Repeat every line below word for word, changing nothing.

RECORDS TO USE:
————

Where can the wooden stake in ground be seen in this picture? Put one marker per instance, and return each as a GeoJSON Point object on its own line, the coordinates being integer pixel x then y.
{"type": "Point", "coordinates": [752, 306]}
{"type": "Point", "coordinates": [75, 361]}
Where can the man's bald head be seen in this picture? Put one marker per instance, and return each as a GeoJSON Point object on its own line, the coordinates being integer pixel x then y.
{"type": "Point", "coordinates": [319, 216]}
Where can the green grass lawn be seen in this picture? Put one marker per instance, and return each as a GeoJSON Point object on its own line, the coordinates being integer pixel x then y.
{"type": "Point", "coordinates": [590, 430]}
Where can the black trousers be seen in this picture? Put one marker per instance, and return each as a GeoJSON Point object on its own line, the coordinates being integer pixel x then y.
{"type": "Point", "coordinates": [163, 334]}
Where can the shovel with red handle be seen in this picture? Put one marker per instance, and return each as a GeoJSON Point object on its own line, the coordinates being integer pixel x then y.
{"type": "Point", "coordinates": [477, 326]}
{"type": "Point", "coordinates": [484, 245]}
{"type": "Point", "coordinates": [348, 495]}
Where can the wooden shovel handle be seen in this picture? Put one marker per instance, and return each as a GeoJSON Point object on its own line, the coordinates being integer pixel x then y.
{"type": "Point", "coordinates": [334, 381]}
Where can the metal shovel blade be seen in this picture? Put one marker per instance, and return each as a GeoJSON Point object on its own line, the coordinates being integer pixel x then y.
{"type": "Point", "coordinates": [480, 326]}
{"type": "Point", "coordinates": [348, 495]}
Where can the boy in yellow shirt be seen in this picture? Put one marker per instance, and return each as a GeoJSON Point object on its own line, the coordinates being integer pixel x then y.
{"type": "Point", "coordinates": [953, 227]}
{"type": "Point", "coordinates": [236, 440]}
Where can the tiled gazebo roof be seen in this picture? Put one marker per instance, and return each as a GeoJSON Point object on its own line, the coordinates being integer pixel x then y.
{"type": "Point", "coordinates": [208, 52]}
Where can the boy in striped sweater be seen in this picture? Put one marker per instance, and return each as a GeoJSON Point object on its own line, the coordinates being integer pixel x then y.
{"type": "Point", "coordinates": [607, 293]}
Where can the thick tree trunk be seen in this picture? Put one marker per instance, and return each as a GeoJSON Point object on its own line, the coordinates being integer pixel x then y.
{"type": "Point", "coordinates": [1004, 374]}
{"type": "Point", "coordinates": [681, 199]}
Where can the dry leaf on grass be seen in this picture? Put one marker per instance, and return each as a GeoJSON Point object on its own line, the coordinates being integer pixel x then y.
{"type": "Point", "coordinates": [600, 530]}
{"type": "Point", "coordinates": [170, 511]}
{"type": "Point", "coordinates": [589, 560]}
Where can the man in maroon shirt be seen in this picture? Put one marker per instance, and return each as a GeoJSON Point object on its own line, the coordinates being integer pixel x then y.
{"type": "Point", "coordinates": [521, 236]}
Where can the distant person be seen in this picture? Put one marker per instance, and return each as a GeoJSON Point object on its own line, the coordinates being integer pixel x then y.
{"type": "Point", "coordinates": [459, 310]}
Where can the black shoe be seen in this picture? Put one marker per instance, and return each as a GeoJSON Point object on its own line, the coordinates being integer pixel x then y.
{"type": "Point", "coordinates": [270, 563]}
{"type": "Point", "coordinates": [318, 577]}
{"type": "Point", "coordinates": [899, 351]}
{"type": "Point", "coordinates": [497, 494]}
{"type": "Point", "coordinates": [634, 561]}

————

THE OUTPUT:
Where can the wooden stake in ground be seen in this picture? Put one marker per instance, and return each as a GeoJSON Point object on its own line, the coordinates being integer pixel x then y.
{"type": "Point", "coordinates": [752, 306]}
{"type": "Point", "coordinates": [75, 361]}
Where can the man's bald head be seen in this picture? Put one marker per instance, and return each as a GeoJSON Point object on its own line, the coordinates being integer pixel x then y.
{"type": "Point", "coordinates": [319, 216]}
Where can the green grass lawn be seen in this picture? Put one marker per instance, and return each as a GeoJSON Point object on its own line, the coordinates being integer pixel x then y.
{"type": "Point", "coordinates": [590, 430]}
Where can the black trousers be seen in this picture? Put one marker per instance, and return each as a GeoJSON Point object on its own line, the coordinates being integer pixel x then y.
{"type": "Point", "coordinates": [163, 334]}
Where can the shovel with red handle be seen in this picture? Put one marker per instance, and return each as a GeoJSON Point object on its own line, the coordinates being integer pixel x then y.
{"type": "Point", "coordinates": [477, 326]}
{"type": "Point", "coordinates": [484, 245]}
{"type": "Point", "coordinates": [348, 495]}
Where can the wooden shovel handle be seen in this picture? Put one marker per instance, and return each as a GeoJSON Point object on its own line, the coordinates being integer pixel x then y.
{"type": "Point", "coordinates": [334, 381]}
Where can the metal shovel blade be seen in this picture? Put one marker per instance, and return each as a GeoJSON Point object on its own line, the coordinates being integer pixel x then y.
{"type": "Point", "coordinates": [480, 326]}
{"type": "Point", "coordinates": [348, 495]}
Where can the boy in yellow shirt be seen in this picture? Put one marker per instance, and return each as a GeoJSON Point object on its own line, the coordinates being integer pixel x then y.
{"type": "Point", "coordinates": [953, 227]}
{"type": "Point", "coordinates": [236, 440]}
Where can the tiled gazebo roof be seen in this picture? Put one marker per instance, and return each as a GeoJSON Point object on its own line, the coordinates being integer pixel x then y.
{"type": "Point", "coordinates": [208, 52]}
Where can the boy in striped sweater be seen in this picture? Put one marker per instance, and return each as a GeoJSON Point object on its own line, the coordinates being integer pixel x then y.
{"type": "Point", "coordinates": [607, 293]}
Where can the thick tree trunk be seen in this picture? Put one marker per instance, and return each as a GeoJSON Point object on its own line, the coordinates being integer pixel x then y.
{"type": "Point", "coordinates": [1004, 374]}
{"type": "Point", "coordinates": [681, 199]}
Where can the dry leaf on grass be seen in this picture? Put one marker per instance, and return each as a GeoJSON Point object on its own line, the coordinates being integer pixel x then y.
{"type": "Point", "coordinates": [600, 530]}
{"type": "Point", "coordinates": [170, 511]}
{"type": "Point", "coordinates": [589, 560]}
Where can the man in maroon shirt be seen in this picture? Put one marker per instance, and return each as a GeoJSON Point object on its own line, the coordinates being integer pixel x then y.
{"type": "Point", "coordinates": [521, 236]}
Where can the distant person be seen in this picture? Put one marker per instance, and return each as a GeoJSON Point object on its own line, the coordinates being integer pixel x then y.
{"type": "Point", "coordinates": [459, 310]}
Where can the black shoe be seen in this picture? Put one marker per instance, and return each as a GeoJSON Point object on its own line, the coordinates being integer pixel x then y.
{"type": "Point", "coordinates": [270, 563]}
{"type": "Point", "coordinates": [318, 577]}
{"type": "Point", "coordinates": [899, 351]}
{"type": "Point", "coordinates": [497, 494]}
{"type": "Point", "coordinates": [634, 561]}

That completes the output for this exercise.